[Begin TASK MATERIAL]

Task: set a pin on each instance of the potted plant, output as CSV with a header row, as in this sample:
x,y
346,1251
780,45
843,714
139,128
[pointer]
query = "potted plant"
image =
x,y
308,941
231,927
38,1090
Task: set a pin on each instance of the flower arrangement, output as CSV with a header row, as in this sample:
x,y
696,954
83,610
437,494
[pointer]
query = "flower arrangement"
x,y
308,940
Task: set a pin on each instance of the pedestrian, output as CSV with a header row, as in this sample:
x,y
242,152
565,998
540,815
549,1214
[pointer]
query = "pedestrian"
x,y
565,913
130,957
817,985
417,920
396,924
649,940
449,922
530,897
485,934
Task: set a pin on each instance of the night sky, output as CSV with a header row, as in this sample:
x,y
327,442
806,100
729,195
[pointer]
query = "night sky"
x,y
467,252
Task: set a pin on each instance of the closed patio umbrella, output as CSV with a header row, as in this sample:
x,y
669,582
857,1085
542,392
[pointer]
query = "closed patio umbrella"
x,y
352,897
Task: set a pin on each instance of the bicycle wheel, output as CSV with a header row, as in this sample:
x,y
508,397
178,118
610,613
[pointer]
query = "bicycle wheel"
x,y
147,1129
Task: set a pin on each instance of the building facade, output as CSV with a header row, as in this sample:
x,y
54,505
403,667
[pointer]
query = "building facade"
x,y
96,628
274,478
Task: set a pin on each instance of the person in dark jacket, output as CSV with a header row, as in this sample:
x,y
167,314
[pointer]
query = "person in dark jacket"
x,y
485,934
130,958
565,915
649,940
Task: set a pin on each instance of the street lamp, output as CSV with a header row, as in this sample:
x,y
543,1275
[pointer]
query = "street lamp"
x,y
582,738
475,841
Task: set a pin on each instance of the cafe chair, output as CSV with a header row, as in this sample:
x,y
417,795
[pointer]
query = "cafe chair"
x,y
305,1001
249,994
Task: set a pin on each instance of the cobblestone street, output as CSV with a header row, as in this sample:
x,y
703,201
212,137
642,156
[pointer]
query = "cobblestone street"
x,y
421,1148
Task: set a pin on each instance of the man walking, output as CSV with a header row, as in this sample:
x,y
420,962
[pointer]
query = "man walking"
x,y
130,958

[End TASK MATERIAL]

**WORK TO DO**
Return each entry from the material above exactly as it appears.

**WORKED ANSWER**
Task: set a pin on each instance of the potted plant, output as CSV with a header row, as in this sample:
x,y
346,1251
780,45
843,714
139,128
[pointer]
query = "potted plant"
image =
x,y
308,941
231,927
38,1090
Task: set a pin on each instance of the flower arrangement, output as CSV with a header row, as in this sample:
x,y
696,954
83,610
437,494
[pointer]
query = "flower arrangement"
x,y
308,940
Task: set a pin on each instance of the pedestrian, output as CSV with a header row, as in this sample:
x,y
242,152
565,998
540,815
549,1214
[pointer]
query = "pedestrian"
x,y
565,913
130,957
817,985
417,920
396,924
649,940
449,922
530,897
485,934
Task: set a pin on each instance of the night sky, output as CSV with a header row, as in this sample:
x,y
327,442
806,100
729,195
[pointer]
query = "night sky"
x,y
467,252
Task: set a pin on each instance of the closed patio umbrella, output as CSV with a header row, as in this sample:
x,y
669,582
857,1085
542,392
[pointer]
query = "closed patio umbrella"
x,y
352,897
Task: set a pin on each instance of the bicycle wheel, output as CSV with a header row, as in this sample:
x,y
508,397
178,118
610,613
[pointer]
query = "bicycle wheel"
x,y
147,1129
Task: set a pin on each instance of the building facade, output as CSV with a header row, as in this sample:
x,y
54,505
403,667
[pointer]
query = "building facade"
x,y
96,628
274,478
Task: set a pin on each instance of the person in dark jacket, output as CSV with a header row, as in this sample:
x,y
167,314
[pointer]
query = "person in dark jacket"
x,y
485,934
130,958
565,915
649,940
Task: set a pin on each instance of the street lamp, output as CSV with a header row, as in this sample:
x,y
543,1275
[pointer]
query = "street lamp"
x,y
582,738
475,841
Task: set a pin on each instance of the cafe chair, output as CSV with a header row, as in this sample:
x,y
417,795
[pointer]
query = "cafe chair"
x,y
305,1001
249,994
Task: set a pin on each instance of the cobblestone street, output as CSV with a header row, as in this sample:
x,y
703,201
212,137
642,156
[pointer]
query = "cobblestone street"
x,y
421,1148
Task: set a pin on each instance of the man walking, output as CSV with a header row, as in this sample:
x,y
420,962
[pointer]
query = "man walking"
x,y
130,958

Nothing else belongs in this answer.